§ Required work
Wherever the string "wall" shows up in the data below, copy the whole line.

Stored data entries
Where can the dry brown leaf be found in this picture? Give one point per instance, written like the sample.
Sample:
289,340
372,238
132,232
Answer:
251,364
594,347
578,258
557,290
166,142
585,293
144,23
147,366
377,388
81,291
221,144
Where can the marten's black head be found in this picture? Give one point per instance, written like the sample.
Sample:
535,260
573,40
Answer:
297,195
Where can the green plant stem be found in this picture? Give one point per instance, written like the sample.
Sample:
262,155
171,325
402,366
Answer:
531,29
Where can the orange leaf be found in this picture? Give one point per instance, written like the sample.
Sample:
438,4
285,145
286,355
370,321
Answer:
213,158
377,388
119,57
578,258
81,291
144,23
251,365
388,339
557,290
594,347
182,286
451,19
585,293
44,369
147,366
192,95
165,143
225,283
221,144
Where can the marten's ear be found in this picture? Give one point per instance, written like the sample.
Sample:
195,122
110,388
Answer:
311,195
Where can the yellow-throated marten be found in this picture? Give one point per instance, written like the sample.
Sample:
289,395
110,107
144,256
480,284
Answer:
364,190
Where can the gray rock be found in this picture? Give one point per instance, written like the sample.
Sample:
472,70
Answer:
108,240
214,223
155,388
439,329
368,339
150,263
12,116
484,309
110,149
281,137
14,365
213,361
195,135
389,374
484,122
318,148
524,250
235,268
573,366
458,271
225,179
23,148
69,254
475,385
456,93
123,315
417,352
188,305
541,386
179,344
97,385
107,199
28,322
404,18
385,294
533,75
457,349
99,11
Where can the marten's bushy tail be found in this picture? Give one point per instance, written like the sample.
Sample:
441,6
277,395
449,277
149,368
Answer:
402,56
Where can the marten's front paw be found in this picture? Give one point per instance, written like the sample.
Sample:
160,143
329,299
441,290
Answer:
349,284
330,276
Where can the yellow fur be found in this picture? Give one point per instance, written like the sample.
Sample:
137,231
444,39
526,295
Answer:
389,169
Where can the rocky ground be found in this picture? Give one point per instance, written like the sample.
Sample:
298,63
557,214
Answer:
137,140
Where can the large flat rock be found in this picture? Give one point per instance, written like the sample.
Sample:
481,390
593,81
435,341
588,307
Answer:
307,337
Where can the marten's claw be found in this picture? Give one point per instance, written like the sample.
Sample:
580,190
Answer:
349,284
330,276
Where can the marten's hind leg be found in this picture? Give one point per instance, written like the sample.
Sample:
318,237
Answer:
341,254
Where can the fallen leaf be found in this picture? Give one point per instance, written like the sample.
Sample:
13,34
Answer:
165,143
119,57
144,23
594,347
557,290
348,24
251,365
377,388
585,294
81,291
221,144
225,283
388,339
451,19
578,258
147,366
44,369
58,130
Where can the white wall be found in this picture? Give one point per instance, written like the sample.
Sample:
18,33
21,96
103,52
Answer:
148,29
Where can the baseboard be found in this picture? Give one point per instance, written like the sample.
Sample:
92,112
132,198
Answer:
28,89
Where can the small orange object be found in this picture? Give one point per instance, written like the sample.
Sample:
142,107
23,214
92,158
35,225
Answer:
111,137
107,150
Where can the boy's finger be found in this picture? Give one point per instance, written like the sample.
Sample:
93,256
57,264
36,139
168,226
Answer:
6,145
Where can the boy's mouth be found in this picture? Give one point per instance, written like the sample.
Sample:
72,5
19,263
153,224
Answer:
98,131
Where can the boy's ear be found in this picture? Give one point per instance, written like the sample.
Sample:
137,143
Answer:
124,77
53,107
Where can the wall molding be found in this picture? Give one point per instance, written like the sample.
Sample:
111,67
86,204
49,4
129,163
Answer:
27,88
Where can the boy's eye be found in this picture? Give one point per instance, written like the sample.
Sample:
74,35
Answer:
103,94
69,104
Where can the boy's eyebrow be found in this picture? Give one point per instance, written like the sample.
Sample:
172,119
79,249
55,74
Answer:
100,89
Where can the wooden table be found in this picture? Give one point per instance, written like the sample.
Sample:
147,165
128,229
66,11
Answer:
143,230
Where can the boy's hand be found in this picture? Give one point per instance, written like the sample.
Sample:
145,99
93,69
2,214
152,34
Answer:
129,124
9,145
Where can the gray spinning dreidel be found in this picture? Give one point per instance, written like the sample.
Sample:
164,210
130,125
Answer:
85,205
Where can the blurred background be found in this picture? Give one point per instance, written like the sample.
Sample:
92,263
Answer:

§ Exercise response
Where can the white wall be found in this picture? Give one point per instance, written like the sample.
Where can the wall molding be found in this picture? Give one point per instance, written like the sample.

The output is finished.